- Assigned task -
Which rows below contain the string "positive"? Extract each of them in full, treating case as significant.

[Stored rows]

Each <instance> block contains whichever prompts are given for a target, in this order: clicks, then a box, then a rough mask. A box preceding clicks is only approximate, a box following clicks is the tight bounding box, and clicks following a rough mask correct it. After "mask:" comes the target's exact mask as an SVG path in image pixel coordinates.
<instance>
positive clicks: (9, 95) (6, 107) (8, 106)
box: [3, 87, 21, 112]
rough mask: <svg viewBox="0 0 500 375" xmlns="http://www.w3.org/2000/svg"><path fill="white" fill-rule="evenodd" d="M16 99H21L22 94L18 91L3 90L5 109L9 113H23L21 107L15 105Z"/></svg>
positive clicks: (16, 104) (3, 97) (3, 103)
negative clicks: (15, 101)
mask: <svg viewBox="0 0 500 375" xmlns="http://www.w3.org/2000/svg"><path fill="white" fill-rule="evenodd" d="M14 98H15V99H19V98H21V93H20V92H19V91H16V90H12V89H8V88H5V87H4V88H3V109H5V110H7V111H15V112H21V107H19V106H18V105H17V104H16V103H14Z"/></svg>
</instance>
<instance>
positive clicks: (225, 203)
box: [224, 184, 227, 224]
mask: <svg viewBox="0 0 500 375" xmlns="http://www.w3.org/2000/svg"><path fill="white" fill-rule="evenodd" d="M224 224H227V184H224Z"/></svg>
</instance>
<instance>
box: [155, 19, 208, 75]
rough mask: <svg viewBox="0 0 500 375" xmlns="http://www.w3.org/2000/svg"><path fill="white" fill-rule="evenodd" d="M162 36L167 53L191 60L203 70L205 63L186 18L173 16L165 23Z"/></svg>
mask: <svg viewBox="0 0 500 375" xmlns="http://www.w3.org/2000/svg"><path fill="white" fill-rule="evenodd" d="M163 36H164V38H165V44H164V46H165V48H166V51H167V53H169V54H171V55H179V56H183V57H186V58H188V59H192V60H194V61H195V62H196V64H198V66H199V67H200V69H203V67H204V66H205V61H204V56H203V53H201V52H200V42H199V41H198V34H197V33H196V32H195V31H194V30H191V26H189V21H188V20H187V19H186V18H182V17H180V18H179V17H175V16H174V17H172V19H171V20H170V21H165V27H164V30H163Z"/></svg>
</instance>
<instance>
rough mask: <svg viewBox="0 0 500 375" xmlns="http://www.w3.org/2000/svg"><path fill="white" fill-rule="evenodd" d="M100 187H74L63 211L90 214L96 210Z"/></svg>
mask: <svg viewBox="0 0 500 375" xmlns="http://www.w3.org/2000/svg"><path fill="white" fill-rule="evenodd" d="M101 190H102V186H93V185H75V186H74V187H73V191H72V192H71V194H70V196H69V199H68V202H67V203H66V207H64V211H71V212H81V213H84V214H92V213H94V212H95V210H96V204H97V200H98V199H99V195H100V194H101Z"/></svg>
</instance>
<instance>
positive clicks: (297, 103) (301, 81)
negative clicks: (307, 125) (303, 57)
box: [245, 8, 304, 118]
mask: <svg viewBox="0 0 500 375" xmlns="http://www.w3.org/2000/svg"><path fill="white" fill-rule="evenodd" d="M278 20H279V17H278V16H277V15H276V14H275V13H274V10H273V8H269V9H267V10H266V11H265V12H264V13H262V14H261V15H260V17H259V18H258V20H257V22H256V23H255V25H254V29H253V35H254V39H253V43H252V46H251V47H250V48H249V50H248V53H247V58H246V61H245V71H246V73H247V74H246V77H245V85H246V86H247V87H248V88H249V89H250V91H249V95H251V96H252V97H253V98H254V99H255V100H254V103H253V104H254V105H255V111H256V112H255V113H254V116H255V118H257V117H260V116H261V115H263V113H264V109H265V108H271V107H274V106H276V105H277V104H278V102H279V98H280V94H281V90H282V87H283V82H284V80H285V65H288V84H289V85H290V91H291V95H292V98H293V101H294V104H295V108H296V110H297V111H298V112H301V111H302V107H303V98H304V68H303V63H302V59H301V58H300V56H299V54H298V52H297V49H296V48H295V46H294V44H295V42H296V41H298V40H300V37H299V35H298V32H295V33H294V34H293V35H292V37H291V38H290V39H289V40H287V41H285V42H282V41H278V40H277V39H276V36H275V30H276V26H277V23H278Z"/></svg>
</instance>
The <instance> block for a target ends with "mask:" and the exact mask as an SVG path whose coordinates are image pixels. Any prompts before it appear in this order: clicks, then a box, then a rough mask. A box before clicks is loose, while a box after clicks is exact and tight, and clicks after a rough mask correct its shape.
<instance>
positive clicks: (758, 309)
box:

- Finished exercise -
positive clicks: (9, 95) (6, 107) (8, 106)
positive clicks: (16, 104) (3, 97) (3, 103)
positive clicks: (225, 203)
positive clicks: (297, 103) (301, 81)
positive clicks: (758, 309)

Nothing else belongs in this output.